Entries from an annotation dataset
· · · ·

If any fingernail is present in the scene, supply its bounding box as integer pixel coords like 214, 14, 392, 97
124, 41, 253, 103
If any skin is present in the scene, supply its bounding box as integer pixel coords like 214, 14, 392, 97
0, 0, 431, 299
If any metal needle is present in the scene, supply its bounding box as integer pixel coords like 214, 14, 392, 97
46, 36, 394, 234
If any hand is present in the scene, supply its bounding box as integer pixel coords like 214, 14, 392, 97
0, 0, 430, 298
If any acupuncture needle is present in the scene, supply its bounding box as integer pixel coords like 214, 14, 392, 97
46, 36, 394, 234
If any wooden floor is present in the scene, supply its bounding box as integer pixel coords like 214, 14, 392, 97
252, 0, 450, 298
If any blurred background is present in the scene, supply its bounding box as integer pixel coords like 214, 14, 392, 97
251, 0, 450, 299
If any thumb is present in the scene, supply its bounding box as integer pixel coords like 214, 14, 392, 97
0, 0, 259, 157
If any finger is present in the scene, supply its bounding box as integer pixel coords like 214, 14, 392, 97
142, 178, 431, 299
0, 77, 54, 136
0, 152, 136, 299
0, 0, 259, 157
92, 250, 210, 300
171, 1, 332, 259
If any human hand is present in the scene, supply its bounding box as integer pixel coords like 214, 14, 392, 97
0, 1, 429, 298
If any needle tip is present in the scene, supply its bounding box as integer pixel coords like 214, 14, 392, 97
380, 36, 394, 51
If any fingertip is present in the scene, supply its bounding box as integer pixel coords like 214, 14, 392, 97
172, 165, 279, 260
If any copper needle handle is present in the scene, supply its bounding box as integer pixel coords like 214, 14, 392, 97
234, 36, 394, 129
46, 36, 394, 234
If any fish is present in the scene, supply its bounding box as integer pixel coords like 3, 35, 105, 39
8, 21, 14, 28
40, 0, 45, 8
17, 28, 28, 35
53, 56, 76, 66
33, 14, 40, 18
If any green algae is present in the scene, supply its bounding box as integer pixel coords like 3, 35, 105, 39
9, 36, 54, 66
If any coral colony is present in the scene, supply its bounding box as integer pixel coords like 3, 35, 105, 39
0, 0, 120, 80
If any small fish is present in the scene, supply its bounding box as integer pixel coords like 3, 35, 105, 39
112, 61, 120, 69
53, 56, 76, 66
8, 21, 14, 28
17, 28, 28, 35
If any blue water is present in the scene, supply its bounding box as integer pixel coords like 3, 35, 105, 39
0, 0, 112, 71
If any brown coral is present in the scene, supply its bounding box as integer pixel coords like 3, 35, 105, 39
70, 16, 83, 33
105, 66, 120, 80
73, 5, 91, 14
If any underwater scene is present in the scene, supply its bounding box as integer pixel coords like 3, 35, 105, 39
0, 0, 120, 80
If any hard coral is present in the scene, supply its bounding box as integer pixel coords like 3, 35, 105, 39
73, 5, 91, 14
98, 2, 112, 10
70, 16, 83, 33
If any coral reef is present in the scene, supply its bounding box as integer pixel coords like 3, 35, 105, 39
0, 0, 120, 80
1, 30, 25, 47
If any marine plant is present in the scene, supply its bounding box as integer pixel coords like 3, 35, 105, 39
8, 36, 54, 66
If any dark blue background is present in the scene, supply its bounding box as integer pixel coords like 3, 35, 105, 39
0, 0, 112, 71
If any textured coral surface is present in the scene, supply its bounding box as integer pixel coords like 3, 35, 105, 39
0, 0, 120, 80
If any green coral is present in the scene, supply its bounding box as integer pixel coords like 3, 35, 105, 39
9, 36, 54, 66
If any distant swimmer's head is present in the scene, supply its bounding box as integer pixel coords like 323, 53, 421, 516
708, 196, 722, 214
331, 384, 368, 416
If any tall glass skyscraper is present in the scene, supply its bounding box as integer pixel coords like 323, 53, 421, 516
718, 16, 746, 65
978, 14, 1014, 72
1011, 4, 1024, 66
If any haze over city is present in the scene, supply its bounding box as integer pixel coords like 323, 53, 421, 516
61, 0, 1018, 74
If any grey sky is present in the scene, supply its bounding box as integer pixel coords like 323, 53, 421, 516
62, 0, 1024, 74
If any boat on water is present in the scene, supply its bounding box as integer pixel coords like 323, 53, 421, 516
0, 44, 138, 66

· · · ·

# GOAL OF THE EXERCISE:
Retype the records word for word, from the first line through the line with "0, 0, 430, 298", including both of those lines.

# EXPECTED ANSWER:
If any fingernail is present in the scene, supply its bounding box as integer pixel coords like 214, 14, 392, 97
124, 41, 253, 103
If any skin is present in the scene, supply its bounding box as integer pixel coords like 214, 14, 392, 97
0, 0, 431, 299
If any metal needle is present in the scene, supply its bounding box as integer pixel coords like 214, 14, 392, 97
46, 36, 394, 234
If any hand is present in the scene, supply its bounding box as integer pixel coords like 214, 14, 392, 97
0, 0, 430, 298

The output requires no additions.